BRANO DI LETTURA =>
+ + + +

Crisi d'Impresa e Insolvenza


Il Caso.it, Sez. Giurisprudenza, 30763 - pubb. 19/02/2024

Modifiche alla proposta concordataria successive all’omologa del concordato fallimentare

Tribunale Brindisi, 12 Febbraio 2024. Est. Natali.


CONCORDATO ENDOFALLIMENTARE – Modifiche della proposta concordataria successive all’omologa – Regime anteriore al C.C.I. – Ammissibilità – Sussistenza – Fondamento


CONCORDATO ENDOFALLIMENTARE – Modifiche della proposta concordataria successive all’omologa – Regime anteriore al C.C.I. – Regime procedurale


CONCORDATO ENDOFALLIMENTARE – Modifiche della proposta concordataria successive all’omologa – Regime anteriore al C.C.I. – Regime procedurale


CONCORDATO ENDOFALLIMENTARE – Modifiche della proposta concordataria successive all’omologa – Regime anteriore al C.C.I. – Meritevolezza ex art. 1322 c.c. – Configurabilità


CONCORDATO – Modifiche della proposta concordataria successive all’omologa – Regime dettato dal C.C.I. – Art. 58 – Ammissibilità


CONCORDATO – Modifiche della proposta concordataria successive all’omologa – Regime dettato dal C.C.I. – Regime procedurale – Novità – Finalità semplificatoria – Configurabilità


CONCORDATO ENDOFALLIMENTARE – Modifiche della proposta concordataria successive all’omologa – Regime dettato dal C.C.I. – Quadro previgente – Interpretazione evolutiva – Ammissibilità



In tema di concordato endofallimentare, anche prima della novella di cui al D. L.vo 12 gennaio 2019, n. 14), deve ritenersi ammissibile una modifica pattizia e ciò anche dopo l’omologa, in tal senso deponendo non soltanto una pluralità di indizi normativi, ma anche la incontestabile capacità espansiva, anche in subiecta materia, del principio di autonomia negoziale, così come del fenomeno di privatizzazione del processo ordinario e delle procedure speciali, desumibile dalla più generale tendenza del legislatore a mutuare in ambito pubblicistico schemi e istituti tipicamente negoziali e che sottende il superamento del pregiudizio culturale e giuridico per cui le norme di rito sarebbero, di norma, imperative e sottratte alla disponibilità delle parti processuali.

+ + + +

(Record del dataset)
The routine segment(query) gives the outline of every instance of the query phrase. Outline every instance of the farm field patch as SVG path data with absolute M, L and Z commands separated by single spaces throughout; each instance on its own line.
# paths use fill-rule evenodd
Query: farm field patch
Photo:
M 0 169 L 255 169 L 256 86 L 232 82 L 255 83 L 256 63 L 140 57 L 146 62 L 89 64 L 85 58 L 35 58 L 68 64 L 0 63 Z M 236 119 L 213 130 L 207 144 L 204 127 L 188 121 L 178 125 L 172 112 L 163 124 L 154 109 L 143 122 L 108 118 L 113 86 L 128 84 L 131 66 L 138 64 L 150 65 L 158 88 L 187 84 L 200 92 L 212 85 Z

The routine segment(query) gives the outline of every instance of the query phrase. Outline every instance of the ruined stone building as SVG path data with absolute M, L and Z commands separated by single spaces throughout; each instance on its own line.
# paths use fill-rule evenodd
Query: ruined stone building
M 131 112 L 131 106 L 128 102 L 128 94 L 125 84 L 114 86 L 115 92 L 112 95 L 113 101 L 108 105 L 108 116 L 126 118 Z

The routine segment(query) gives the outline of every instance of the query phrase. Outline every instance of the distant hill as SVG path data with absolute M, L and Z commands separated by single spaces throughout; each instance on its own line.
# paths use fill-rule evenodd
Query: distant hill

+ + + +

PARTI DELL'ESERCIZIO =>
a) Riporti fedelmente il passo del brano di lettura che va da "Il Caso.it, Sez." a "2024. Est. Natali.".
b) Risponda brevemente alle seguenti domande sul brano di lettura:
(i) Quale tribunale ha pronunciato la decisione e in quale data?
(ii) Quale articolo del C.C.I. è indicato nella massima sull'ammissibilità delle modifiche secondo il regime dettato dal C.C.I.?
(iii) Quale decreto legislativo è citato nel paragrafo conclusivo come novella?

RISULTATI IN ORDINE =>
a)
Il Caso.it, Sez. Giurisprudenza, 30763 - pubb. 19/02/2024

Modifiche alla proposta concordataria successive all’omologa del concordato fallimentare

Tribunale Brindisi, 12 Febbraio 2024. Est. Natali.

b)
(i) Il Tribunale di Brindisi, il 12 febbraio 2024.
(ii) L'art. 58.
(iii) Il D. L.vo 12 gennaio 2019, n. 14.